[PROBLEM TO WORK ON] Reproduce the entries verbatim, from the start of the entries through the line containing "[[249, 132]]", leaving out the pictures.

######

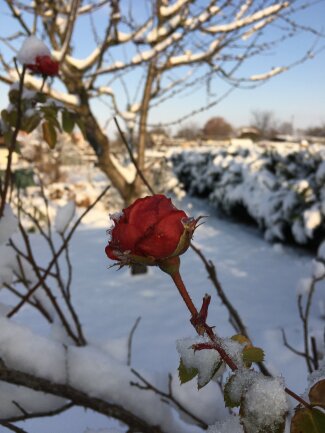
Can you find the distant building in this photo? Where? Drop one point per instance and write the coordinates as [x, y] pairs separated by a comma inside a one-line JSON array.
[[249, 132]]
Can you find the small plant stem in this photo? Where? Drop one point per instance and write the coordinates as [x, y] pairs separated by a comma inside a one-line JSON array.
[[194, 313], [299, 399], [214, 339], [13, 142], [184, 293]]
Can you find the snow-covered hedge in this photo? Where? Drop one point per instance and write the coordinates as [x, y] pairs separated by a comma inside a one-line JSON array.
[[280, 186]]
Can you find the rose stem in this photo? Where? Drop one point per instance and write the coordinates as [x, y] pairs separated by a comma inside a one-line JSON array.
[[189, 303]]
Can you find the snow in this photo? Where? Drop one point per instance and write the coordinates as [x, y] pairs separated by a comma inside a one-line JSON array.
[[206, 361], [318, 269], [237, 24], [230, 425], [266, 75], [8, 224], [321, 250], [173, 8], [312, 219], [275, 186], [30, 49], [108, 302], [265, 403], [304, 286], [23, 350], [64, 216]]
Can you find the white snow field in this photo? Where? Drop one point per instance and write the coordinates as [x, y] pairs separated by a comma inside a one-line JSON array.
[[261, 280]]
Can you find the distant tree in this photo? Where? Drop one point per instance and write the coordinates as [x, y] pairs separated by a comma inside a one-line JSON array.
[[264, 121], [217, 127], [285, 128], [190, 131], [166, 47], [160, 130], [316, 131]]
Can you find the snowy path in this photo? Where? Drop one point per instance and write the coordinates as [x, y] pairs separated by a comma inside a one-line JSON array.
[[260, 279]]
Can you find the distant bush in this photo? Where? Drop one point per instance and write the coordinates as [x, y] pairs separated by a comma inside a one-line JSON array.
[[281, 188]]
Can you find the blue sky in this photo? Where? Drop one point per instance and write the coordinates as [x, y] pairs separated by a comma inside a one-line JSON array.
[[297, 95]]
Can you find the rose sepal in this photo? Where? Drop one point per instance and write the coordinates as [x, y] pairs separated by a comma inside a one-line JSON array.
[[190, 224]]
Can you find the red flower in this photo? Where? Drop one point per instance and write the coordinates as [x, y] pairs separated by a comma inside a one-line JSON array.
[[149, 231], [44, 65]]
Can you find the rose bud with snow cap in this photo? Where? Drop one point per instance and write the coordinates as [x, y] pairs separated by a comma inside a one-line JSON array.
[[152, 231], [36, 57]]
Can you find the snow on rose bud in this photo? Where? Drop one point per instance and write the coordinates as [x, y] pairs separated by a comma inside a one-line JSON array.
[[150, 231], [44, 65], [36, 56]]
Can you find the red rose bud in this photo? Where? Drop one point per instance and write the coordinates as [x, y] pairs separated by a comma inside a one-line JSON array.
[[150, 231], [44, 65]]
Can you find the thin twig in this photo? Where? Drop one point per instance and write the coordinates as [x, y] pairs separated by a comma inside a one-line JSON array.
[[130, 339], [167, 397], [12, 427], [29, 415], [134, 162], [55, 257], [79, 398], [288, 345], [13, 142]]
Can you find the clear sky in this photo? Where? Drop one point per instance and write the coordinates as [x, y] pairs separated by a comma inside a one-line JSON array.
[[297, 95]]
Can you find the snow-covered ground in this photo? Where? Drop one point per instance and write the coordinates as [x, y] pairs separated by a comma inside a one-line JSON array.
[[260, 279]]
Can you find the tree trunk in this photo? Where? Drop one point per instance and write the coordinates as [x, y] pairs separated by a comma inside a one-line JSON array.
[[98, 139], [142, 137]]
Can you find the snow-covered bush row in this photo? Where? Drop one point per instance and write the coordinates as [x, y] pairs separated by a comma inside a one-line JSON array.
[[280, 186]]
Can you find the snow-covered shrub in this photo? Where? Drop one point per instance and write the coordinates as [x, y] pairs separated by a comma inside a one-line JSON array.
[[281, 187]]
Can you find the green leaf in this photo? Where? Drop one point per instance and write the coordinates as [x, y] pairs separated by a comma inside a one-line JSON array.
[[229, 402], [49, 134], [186, 374], [50, 114], [200, 383], [12, 115], [7, 136], [317, 394], [5, 116], [68, 121], [308, 421], [81, 126], [13, 95], [30, 123], [241, 339], [40, 97], [278, 426], [253, 354]]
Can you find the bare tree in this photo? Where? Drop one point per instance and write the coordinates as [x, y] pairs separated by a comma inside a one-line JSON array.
[[217, 127], [264, 121], [190, 131], [168, 49]]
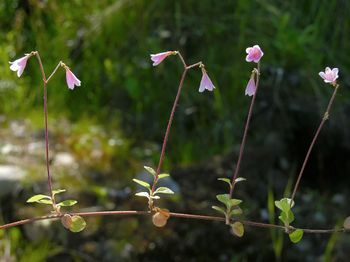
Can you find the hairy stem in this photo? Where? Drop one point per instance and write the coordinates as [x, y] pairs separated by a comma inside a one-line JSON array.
[[49, 178], [241, 149], [324, 119], [175, 215], [167, 132]]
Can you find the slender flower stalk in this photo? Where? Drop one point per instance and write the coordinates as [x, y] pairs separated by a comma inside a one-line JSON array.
[[158, 58], [324, 119], [241, 149], [49, 177], [19, 66]]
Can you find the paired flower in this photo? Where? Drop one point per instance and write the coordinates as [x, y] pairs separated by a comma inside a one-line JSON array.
[[205, 81], [254, 54], [158, 58], [251, 87], [20, 64], [329, 75]]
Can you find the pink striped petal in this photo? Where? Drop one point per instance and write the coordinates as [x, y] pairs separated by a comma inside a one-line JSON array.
[[254, 54], [158, 58], [19, 65], [206, 83]]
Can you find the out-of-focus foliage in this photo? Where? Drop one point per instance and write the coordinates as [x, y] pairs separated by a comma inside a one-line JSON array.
[[117, 118]]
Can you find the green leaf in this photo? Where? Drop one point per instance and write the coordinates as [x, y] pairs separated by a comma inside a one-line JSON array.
[[163, 175], [67, 203], [228, 181], [142, 183], [45, 201], [240, 179], [221, 210], [37, 198], [235, 202], [223, 198], [142, 194], [347, 223], [58, 191], [77, 224], [163, 190], [296, 236], [238, 229], [150, 170], [235, 211], [287, 217], [284, 204]]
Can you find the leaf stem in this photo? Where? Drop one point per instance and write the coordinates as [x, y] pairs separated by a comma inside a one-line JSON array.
[[172, 214]]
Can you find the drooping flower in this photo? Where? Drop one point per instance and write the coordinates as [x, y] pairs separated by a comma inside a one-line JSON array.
[[71, 79], [254, 54], [205, 82], [251, 87], [20, 64], [329, 75], [158, 58]]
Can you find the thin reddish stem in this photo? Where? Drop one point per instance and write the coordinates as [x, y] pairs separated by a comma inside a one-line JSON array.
[[241, 149], [324, 119], [49, 177], [167, 132], [172, 214]]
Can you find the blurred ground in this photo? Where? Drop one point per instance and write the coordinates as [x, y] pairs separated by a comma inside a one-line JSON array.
[[102, 133]]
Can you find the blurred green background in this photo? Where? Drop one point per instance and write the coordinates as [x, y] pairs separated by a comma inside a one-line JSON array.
[[102, 133]]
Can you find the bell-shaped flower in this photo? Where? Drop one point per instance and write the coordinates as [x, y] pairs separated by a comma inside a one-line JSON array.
[[19, 64], [158, 58], [72, 80], [254, 54], [251, 87], [329, 75], [205, 82]]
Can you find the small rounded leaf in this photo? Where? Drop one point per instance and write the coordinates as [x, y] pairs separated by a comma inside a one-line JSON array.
[[67, 203], [66, 221], [347, 223], [221, 210], [142, 183], [37, 198], [296, 236], [78, 224], [238, 229], [163, 190], [163, 175], [160, 218], [142, 194]]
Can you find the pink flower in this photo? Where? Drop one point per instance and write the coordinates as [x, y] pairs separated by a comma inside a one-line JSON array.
[[329, 75], [158, 58], [251, 87], [71, 79], [254, 54], [205, 82], [19, 64]]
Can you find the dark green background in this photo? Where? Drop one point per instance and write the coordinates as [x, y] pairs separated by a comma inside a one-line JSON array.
[[122, 97]]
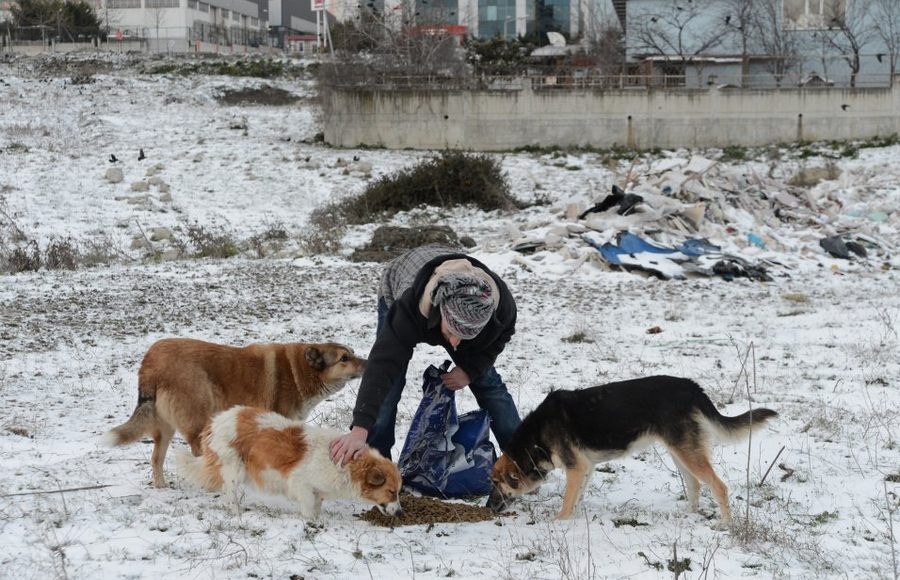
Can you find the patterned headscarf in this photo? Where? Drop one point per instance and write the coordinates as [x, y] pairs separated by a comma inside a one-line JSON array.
[[466, 304]]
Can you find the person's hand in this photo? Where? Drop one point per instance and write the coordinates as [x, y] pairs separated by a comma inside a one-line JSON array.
[[348, 446], [455, 379]]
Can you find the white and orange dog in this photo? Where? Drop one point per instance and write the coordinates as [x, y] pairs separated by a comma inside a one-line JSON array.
[[281, 455]]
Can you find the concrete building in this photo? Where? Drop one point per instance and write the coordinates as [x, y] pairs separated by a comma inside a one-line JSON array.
[[777, 43], [486, 18], [186, 25]]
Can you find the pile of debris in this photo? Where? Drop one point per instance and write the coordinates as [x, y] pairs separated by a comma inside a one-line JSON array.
[[696, 217]]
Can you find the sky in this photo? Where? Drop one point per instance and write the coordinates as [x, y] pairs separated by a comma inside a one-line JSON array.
[[818, 342]]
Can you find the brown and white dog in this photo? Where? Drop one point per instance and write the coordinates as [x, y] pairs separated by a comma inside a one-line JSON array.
[[575, 430], [182, 382], [280, 455]]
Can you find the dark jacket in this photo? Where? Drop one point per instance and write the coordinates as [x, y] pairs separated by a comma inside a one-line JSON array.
[[405, 327]]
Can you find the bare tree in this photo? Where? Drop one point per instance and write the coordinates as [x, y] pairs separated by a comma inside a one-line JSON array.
[[738, 21], [781, 47], [886, 17], [679, 30], [850, 30], [603, 39]]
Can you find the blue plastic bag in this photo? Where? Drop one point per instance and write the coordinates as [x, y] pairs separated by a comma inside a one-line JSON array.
[[445, 454]]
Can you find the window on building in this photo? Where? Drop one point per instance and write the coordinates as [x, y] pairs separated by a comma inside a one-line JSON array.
[[437, 12], [124, 3], [497, 18], [812, 14]]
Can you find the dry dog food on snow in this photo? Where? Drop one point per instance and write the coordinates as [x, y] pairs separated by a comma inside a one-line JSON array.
[[428, 510]]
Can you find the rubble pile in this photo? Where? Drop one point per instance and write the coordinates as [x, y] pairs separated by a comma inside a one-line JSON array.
[[696, 217]]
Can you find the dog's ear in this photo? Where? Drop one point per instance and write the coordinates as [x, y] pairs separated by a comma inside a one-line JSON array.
[[375, 477], [315, 358]]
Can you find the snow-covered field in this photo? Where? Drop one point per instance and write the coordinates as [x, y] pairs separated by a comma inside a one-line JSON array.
[[819, 344]]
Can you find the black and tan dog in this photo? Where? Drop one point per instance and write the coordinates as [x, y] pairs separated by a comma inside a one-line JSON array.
[[575, 430]]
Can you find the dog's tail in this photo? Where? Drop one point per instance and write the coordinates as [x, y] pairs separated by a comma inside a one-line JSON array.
[[734, 429], [203, 471], [139, 424]]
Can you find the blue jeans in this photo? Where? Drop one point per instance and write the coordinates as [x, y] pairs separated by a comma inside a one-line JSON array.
[[489, 390]]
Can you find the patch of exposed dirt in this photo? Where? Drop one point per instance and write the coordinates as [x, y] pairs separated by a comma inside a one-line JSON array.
[[428, 510], [388, 242], [265, 95]]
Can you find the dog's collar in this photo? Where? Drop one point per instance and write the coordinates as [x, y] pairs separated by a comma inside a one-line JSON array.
[[536, 464]]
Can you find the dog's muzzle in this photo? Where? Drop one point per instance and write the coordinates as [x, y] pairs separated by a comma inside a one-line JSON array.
[[391, 509], [497, 501]]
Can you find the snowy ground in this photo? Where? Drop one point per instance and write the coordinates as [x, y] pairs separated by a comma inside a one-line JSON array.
[[822, 339]]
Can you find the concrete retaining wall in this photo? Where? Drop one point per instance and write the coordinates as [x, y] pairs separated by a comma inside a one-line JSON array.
[[497, 120]]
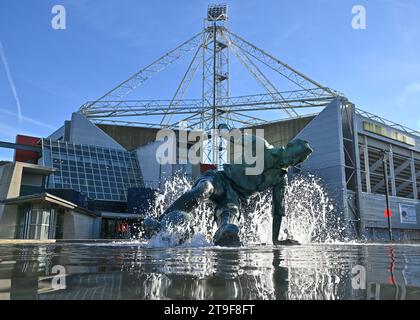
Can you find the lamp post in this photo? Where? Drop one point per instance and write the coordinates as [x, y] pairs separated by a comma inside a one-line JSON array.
[[388, 212]]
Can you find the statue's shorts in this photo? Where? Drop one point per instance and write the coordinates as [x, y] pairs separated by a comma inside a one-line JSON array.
[[226, 197]]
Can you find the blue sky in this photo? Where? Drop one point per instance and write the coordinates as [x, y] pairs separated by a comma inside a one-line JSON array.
[[47, 74]]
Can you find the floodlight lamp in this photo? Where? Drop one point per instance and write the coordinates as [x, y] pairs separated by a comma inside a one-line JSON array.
[[217, 12]]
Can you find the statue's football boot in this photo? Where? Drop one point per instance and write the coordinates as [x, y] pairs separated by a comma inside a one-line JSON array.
[[227, 234]]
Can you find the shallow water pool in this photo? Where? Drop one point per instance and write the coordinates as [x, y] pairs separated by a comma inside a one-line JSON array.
[[132, 271]]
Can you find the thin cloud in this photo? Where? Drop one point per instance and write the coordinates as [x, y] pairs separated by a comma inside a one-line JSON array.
[[29, 120], [11, 82]]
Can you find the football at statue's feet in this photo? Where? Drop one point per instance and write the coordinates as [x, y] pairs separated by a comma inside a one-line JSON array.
[[227, 236]]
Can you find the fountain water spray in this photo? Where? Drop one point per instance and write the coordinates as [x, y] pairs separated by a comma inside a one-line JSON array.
[[310, 215]]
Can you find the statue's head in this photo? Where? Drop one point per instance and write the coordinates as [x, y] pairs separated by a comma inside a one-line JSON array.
[[295, 152]]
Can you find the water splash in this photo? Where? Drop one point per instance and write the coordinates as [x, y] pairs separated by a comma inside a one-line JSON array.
[[310, 215]]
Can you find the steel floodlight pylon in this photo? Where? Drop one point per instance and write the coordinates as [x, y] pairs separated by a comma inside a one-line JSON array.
[[216, 106]]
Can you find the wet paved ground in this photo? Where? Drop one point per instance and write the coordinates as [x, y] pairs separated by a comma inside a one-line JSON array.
[[130, 271]]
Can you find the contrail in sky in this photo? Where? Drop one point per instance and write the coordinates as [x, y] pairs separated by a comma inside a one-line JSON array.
[[11, 83]]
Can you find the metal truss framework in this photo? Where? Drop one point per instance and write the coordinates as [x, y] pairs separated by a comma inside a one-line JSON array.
[[216, 106]]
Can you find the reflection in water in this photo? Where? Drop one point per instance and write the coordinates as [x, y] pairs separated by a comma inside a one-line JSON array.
[[130, 271]]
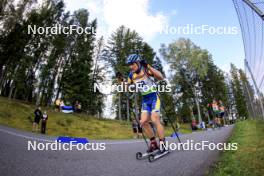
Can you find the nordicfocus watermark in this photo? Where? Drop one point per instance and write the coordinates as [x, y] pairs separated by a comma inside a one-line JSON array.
[[191, 29], [54, 146], [203, 145], [60, 29], [138, 87]]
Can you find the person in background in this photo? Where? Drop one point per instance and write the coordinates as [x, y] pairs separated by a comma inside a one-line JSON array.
[[216, 113], [78, 107], [135, 128], [44, 122], [57, 105], [61, 105], [193, 125], [38, 115], [221, 113]]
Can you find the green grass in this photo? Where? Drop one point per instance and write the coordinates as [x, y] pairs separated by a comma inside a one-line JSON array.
[[20, 115], [249, 158]]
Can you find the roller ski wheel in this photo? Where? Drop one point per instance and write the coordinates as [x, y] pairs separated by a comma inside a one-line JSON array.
[[154, 157], [140, 156]]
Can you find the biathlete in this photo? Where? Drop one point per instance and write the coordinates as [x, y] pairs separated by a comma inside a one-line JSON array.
[[140, 73]]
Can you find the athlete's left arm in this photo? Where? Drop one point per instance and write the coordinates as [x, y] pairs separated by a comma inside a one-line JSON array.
[[155, 73]]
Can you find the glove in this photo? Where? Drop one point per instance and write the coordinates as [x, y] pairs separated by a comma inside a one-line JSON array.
[[119, 76], [144, 63]]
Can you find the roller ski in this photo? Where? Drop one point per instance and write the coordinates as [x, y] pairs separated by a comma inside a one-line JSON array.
[[161, 152], [153, 149]]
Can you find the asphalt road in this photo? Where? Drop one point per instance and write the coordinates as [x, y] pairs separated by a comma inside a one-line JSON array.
[[118, 158]]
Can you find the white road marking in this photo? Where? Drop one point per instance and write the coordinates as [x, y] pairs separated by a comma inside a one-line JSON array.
[[46, 140]]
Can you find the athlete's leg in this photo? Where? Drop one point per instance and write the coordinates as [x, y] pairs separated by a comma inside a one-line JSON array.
[[145, 125], [155, 118]]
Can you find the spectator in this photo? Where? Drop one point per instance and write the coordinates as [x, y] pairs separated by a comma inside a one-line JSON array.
[[135, 128], [44, 122], [216, 114], [38, 115], [221, 113], [57, 105], [61, 105], [193, 125], [78, 107]]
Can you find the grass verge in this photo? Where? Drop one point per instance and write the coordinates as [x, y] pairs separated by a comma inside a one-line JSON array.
[[249, 158], [20, 115]]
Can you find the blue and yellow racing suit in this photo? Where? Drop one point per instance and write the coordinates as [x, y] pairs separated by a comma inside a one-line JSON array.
[[148, 90]]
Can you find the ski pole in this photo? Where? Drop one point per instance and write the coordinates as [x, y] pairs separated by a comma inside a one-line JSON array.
[[137, 120], [170, 121]]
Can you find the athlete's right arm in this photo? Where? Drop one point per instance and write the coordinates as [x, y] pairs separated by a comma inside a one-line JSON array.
[[122, 81]]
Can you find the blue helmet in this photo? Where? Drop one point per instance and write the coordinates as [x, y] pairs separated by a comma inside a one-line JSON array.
[[132, 58]]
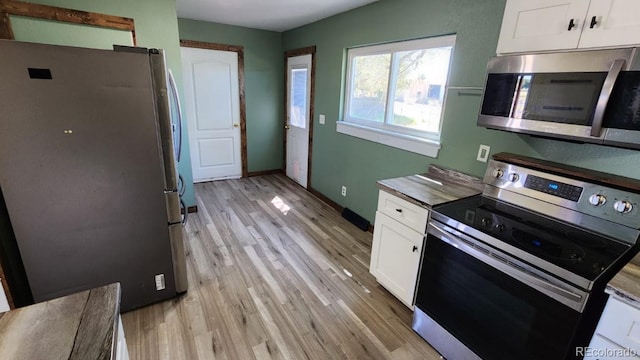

######

[RESPONSE TO THIS EXERCISE]
Can you find the distant building in this photo? Where? Drop one point per instance and write the coordinates as [x, y] pairs separated by a comma inside a one-line JSON array.
[[249, 132]]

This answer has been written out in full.